**INFORMATION SHOWN:**
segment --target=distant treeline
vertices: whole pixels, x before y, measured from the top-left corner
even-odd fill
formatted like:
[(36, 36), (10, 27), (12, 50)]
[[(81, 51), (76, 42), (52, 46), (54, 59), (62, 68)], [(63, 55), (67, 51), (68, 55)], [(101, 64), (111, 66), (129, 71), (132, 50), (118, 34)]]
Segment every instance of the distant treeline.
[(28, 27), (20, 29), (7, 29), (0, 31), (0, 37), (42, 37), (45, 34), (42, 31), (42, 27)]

**REQUIRED WORK:** Please reproduce every line of the items above, requests included, but shift each vertex coordinate in the answers by adding 71 to it. Keep the numbers in the requests and their format samples unchanged.

**IN RESPONSE:**
segment --target=distant treeline
vertices: whole pixels, x before y, measured from the top-left corner
even-odd fill
formatted like:
[(36, 36), (10, 27), (12, 50)]
[[(81, 51), (76, 42), (52, 46), (54, 59), (62, 68)], [(63, 55), (67, 51), (68, 55)], [(101, 64), (111, 66), (129, 71), (132, 50), (118, 34)]]
Segment every instance of the distant treeline.
[(99, 98), (91, 100), (78, 100), (71, 102), (71, 108), (113, 108), (116, 105), (113, 102), (113, 98)]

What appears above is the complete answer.